_Excerpt to read_:
start

I Hit a 404 on the AG's Website, and Found Our Three Mile Island Problem

An Analysis of Pennsylvania's Government Cybersecurity, Leaking Public APIs, and the Urgent Need for a Digital Transformation of Our Civic Infrastructure.

Let's talk about a problem that’s been nagging at me. It’s one of those slow-burn issues that sits in the back of your mind until one day, it flashes into sharp focus. For me, that day was a few weeks ago.

Tired of This Recurring Problem

I was trying to look up some information on the Pennsylvania Attorney General's website. Standard stuff. But I hit a 404. Then a timeout. Then a server error. My first thought, like any of us in the field, was probably the same as yours: routine maintenance, a server reboot, maybe a clumsy 'push to prod' on a Friday afternoon. We've all been there. I closed the tab and figured I’d check back later.

But "later" came and went. A full day passed, and the site was still dark. That’s when the professional curiosity turned into civic concern. A quick search brought up the news: the entire network for the state's top cops hadn't just tripped over a power cord; it had been taken hostage by a ransomware attack.

end

_Written task 1_: Reproduce the passage of the post about the Attorney General's website outage from "I was trying" up to and including "a ransomware attack.".
_Written task 2_: In the post about the Attorney General's website outage, what errors did the writer run into when trying to reach the site?
_Written task 3_: Resume the post about the Attorney General's website outage, starting right after its final sentence.

Data records
start

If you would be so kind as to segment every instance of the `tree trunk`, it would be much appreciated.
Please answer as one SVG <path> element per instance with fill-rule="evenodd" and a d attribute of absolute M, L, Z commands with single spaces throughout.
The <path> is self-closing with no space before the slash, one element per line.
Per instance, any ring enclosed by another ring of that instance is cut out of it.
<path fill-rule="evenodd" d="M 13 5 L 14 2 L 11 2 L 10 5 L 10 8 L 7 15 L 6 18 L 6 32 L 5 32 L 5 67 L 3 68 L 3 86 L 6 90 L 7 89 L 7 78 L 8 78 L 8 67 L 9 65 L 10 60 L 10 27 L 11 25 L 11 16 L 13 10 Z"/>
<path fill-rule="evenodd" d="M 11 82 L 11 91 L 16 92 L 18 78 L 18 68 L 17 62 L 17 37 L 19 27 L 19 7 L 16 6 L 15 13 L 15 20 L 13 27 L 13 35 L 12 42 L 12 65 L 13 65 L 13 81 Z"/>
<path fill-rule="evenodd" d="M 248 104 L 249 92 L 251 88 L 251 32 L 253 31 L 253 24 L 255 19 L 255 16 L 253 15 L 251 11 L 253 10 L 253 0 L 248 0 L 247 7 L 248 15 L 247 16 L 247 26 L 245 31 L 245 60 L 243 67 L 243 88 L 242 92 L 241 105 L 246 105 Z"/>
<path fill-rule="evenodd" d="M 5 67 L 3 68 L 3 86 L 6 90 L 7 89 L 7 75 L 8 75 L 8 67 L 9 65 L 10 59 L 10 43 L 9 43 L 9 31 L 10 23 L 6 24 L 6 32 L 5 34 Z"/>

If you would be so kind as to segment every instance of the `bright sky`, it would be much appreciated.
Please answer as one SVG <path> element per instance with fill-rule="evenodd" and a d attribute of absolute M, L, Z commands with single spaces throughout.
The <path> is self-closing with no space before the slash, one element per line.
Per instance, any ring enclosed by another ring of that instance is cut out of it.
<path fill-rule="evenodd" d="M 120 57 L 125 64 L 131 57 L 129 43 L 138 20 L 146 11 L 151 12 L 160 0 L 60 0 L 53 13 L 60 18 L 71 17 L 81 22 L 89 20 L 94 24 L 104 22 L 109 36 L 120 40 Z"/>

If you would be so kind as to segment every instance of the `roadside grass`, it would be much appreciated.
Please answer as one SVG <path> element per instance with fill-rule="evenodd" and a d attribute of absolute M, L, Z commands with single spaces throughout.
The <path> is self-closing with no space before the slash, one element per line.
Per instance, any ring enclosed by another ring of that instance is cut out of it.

end

_Written answer 1_:
I was trying to look up some information on the Pennsylvania Attorney General's website. Standard stuff. But I hit a 404. Then a timeout. Then a server error. My first thought, like any of us in the field, was probably the same as yours: routine maintenance, a server reboot, maybe a clumsy 'push to prod' on a Friday afternoon. We've all been there. I closed the tab and figured I’d check back later.

But "later" came and went. A full day passed, and the site was still dark. That’s when the professional curiosity turned into civic concern. A quick search brought up the news: the entire network for the state's top cops hadn't just tripped over a power cord; it had been taken hostage by a ransomware attack.

_Written answer 2_:
- A 404
- A timeout
- A server error

_Written answer 3_:
It wasn't just a website that was down; it was a fundamental piece of our civic infrastructure. Phones, email, the digital front door to the Commonwealth's chief law enforcement office—all of it, gone. And that’s what got me thinking. If their firewall is this porous, what does the rest of the state's network topology really look like? It feels less like a secure, modern government cloud and more like a Chernobyl or a Three Mile Island problem—a complex, aging system with hidden vulnerabilities, just waiting for the right combination of failures to cascade into a full-blown meltdown. This isn't just an IT issue; it's a crisis of public trust waiting to happen. There must be a better way.

Let's Define the Goal

This is the kind of problem we, as technology professionals, are uniquely equipped to understand and solve. It’s not about blame; it's about process. This is a classic opportunity for what I call a small-scale Digital Transformation, and it starts with analyzing the flawed upstream process that allows these things to happen in the first place.

The root cause isn't a single unpatched server or one employee clicking a phishing link. The real, systemic failure is how our public digital assets are perceived and managed. For decades, government IT has often been treated as a cost center, a glorified communications department responsible for "the website." It’s seen as a utility, like electricity, that you only think about when it's not working.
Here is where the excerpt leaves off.